(Passage to read)
The Transcriptional Corepressor HOS15 Mediates Dark-Induced Leaf Senescence in Arabidopsis

Multiple endogenous and environmental signals regulate the intricate and highly complex processes driving leaf senescence in plants. A number of genes have been identified in a variety of plant species, including Arabidopsis, which influence leaf senescence. Previously, we have shown that HOS15 is a multifunctional protein that regulates several physiological processes, including plant growth and development under adverse environmental conditions. HOS15 has also been reported to form a chromatin remodeling complex with PWR and HDA9 and to regulate the chromatin structure of numerous genes. However, unlike PWR and HDA9, the involvement of HOS15 in leaf senescence is yet to be identified. Here, we report that HOS15, together with PWR and HDA9, promotes leaf senescence via transcriptional regulation of SAG12/29, senescence marker genes, and CAB1/RCBS1A, photosynthesis-related genes. The expression of ORE1, SAG12, and SAG29 was downregulated in hos15-2 plants, whereas the expression of photosynthesis-related genes, CAB1 and RCBS1A, was upregulated. HOS15 also promoted senescence through dark stress, as its mutation led to a much greener phenotype than that of the WT. Phenotypes of double and triple mutants of HOS15 with PWR and HDA9 produced phenotypes similar to those of a single hos15-2. In line with this observation, the expression levels of NPX1, APG9, and WRKY57 were significantly elevated in hos15-2 and hos15/pwr, hos15/hda9, and hos15/pwr/hda9 mutants compared to those in the WT. Surprisingly, the total H3 acetylation level decreased in age-dependent manner and under dark stress in WT; however, it remained the same in hos15-2 plants regardless of dark stress, suggesting that dark-induced deacetylation requires functional HOS15. More interestingly, the promoters of APG9, NPX1, and WRKY57 were hyperacetylated in hos15-2 plants compared to those in WT plants. Our data reveal that HOS15 acts as a positive regulator and works in the same repressor complex with PWR and HDA9 to promote leaf senescence through aging and dark stress by repressing NPX1, APG9, and WRKY57 acetylation.
(End Passage to read)
(Data section)
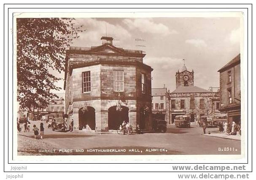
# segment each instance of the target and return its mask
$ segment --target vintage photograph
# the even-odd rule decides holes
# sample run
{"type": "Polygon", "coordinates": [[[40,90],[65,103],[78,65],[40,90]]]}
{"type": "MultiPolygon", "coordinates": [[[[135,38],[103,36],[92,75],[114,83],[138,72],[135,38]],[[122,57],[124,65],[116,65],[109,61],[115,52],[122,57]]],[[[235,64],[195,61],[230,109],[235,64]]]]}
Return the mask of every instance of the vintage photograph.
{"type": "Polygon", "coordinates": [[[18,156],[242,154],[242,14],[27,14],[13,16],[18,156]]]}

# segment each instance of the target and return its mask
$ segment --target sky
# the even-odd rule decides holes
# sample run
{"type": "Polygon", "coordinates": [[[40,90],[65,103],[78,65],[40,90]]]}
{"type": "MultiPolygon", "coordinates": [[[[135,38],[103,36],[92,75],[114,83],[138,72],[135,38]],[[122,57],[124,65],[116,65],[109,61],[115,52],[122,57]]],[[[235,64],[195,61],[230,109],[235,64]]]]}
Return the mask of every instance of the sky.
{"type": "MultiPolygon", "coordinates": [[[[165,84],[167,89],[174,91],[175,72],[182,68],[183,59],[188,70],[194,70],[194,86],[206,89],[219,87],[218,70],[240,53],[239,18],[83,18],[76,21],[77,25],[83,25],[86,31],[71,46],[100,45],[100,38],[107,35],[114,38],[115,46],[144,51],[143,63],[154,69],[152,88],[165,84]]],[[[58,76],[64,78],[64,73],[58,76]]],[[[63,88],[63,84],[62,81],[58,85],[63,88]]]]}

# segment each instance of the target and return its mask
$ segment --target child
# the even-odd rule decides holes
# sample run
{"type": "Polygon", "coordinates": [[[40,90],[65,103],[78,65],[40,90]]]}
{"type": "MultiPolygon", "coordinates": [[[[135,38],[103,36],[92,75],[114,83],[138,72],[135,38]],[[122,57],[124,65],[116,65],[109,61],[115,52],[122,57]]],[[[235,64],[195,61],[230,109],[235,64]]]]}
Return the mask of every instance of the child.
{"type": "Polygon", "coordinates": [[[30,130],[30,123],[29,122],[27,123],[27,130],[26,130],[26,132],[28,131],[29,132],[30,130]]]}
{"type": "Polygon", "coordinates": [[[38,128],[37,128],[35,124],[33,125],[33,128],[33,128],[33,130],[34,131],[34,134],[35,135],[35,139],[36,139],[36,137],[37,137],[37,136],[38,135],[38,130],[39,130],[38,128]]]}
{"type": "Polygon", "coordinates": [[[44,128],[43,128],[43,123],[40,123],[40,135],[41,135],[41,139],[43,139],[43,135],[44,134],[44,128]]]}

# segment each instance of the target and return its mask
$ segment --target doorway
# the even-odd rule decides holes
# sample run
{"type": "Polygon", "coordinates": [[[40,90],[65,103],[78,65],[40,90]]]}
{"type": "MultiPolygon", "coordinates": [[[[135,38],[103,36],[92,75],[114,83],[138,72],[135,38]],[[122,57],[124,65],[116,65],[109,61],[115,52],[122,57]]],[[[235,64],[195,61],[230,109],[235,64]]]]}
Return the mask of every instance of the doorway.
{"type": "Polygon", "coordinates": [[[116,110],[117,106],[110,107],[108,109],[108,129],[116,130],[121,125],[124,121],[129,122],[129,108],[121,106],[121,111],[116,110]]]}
(End Data section)
(Data section)
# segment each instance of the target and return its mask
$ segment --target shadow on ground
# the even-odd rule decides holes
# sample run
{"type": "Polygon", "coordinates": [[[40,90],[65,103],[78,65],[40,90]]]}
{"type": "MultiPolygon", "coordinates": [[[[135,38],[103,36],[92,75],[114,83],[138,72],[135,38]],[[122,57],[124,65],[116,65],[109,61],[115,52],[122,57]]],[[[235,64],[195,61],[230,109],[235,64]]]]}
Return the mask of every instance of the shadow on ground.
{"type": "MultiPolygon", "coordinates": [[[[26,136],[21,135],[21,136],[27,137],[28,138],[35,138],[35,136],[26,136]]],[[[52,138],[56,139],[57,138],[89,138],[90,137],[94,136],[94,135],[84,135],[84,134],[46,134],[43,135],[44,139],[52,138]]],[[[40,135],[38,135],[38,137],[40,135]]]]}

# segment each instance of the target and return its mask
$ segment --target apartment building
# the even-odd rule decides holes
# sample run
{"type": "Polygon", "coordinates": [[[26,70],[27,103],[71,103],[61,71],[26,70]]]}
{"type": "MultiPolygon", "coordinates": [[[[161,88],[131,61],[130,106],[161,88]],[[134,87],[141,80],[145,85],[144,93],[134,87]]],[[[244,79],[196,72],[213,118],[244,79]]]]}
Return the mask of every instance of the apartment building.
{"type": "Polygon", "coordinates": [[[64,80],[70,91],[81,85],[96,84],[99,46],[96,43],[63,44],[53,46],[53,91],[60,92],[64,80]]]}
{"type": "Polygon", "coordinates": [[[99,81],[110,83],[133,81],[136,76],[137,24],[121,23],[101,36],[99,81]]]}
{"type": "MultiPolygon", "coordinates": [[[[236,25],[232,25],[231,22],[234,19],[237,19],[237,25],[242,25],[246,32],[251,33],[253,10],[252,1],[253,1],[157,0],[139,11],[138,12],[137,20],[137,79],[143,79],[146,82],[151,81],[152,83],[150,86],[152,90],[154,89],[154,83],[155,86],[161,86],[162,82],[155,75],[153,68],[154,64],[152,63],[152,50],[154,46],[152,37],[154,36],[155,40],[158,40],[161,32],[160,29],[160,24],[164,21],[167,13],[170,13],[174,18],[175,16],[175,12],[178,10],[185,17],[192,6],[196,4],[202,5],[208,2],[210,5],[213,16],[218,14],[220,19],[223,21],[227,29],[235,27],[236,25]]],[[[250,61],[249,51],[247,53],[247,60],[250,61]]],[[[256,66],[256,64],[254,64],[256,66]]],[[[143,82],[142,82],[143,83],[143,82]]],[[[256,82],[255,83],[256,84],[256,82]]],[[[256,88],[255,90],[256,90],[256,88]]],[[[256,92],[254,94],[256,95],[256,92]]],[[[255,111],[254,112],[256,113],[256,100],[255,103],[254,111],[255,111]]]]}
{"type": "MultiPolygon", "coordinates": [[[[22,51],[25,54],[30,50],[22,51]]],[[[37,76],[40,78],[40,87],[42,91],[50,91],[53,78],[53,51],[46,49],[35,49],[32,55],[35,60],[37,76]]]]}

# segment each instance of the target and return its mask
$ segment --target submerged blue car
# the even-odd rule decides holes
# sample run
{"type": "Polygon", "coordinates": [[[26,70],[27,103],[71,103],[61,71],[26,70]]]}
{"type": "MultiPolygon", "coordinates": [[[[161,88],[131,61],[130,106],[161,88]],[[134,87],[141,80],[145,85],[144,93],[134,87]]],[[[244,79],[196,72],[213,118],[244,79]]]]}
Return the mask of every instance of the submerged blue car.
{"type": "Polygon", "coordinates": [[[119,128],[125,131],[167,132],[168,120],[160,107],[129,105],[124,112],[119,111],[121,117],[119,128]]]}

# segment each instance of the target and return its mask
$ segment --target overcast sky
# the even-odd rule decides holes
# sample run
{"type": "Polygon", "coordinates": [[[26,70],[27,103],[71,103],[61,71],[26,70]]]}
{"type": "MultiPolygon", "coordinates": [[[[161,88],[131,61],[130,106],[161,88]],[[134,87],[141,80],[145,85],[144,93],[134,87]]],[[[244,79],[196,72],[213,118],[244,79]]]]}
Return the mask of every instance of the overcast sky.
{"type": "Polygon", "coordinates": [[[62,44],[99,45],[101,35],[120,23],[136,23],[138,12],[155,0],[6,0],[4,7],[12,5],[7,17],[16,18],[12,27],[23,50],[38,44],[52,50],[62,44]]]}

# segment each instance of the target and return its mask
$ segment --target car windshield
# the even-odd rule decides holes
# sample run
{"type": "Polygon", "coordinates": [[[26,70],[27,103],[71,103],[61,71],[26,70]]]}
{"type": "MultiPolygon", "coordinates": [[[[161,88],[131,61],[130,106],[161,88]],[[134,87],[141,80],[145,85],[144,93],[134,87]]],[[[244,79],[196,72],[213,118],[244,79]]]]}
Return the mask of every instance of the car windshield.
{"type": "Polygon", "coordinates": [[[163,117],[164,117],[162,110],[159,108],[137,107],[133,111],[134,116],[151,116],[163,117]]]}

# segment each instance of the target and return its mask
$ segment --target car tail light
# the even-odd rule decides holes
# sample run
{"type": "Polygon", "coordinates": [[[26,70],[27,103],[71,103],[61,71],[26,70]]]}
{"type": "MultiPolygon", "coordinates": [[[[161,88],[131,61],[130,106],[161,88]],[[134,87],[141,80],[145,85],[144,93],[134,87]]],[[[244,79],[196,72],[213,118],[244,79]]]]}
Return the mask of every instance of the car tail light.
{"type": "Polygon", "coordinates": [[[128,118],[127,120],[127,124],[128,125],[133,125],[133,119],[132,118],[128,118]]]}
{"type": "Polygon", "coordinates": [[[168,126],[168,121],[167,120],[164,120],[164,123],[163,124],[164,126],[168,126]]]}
(End Data section)
(Data section)
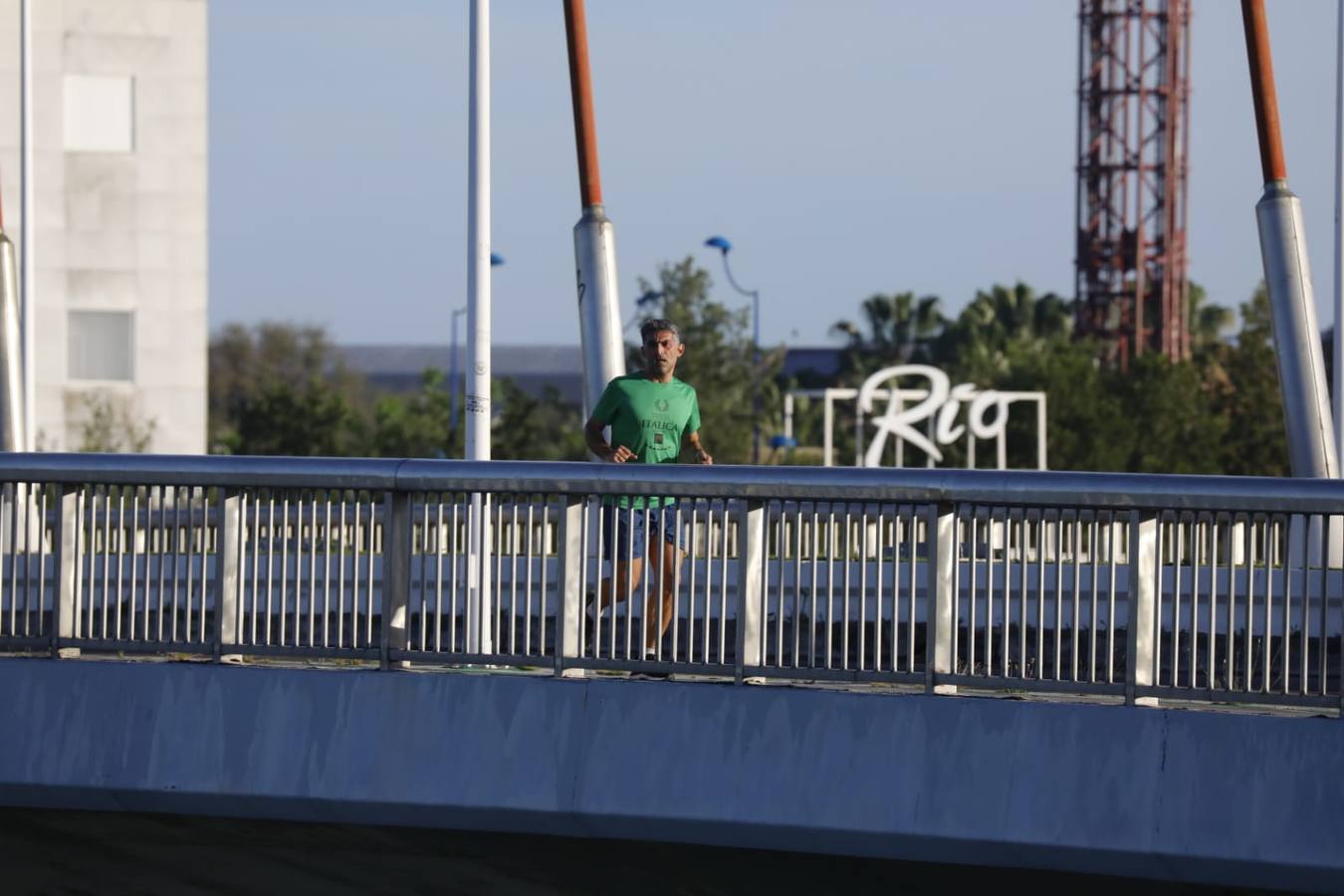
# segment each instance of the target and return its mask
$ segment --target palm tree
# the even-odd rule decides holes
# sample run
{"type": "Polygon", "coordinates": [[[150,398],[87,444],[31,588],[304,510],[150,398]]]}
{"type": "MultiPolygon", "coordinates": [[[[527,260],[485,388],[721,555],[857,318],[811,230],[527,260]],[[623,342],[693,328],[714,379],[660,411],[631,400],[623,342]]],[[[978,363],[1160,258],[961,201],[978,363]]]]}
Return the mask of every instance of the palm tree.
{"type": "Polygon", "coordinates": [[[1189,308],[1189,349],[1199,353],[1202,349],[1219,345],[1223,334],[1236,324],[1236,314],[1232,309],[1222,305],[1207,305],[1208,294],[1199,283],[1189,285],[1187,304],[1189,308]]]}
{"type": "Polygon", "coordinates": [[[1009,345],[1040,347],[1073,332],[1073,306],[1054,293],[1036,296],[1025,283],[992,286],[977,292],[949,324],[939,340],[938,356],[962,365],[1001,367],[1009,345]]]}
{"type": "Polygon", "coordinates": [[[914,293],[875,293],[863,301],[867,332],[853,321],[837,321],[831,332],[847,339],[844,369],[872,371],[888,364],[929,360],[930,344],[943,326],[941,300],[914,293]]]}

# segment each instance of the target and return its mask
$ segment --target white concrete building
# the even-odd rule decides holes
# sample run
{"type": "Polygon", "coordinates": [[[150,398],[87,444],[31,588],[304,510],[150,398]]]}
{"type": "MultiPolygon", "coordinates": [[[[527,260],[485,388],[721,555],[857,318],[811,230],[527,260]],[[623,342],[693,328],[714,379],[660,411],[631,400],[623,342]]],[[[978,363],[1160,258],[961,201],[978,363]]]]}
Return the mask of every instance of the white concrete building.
(End Data section)
What is expected:
For each statement below, say yes or no to whether it agrees with the passage on HOS15 and leaf senescence, and quote the words of the passage that decide it.
1. In hos15-2 plants, the expression of CAB1 and RCBS1A was downregulated.
2. In hos15-2 plants, the total H3 acetylation level stayed the same whether or not there was dark stress.
3. Double and triple mutants of HOS15 with PWR and HDA9 showed phenotypes similar to those of a single hos15-2.

Solution:
1. No: "the expression of photosynthesis-related genes, CAB1 and RCBS1A, was upregulated."
2. Yes: "it remained the same in hos15-2 plants regardless of dark stress"
3. Yes: "Phenotypes of double and triple mutants of HOS15 with PWR and HDA9 produced phenotypes similar to those of a single hos15-2."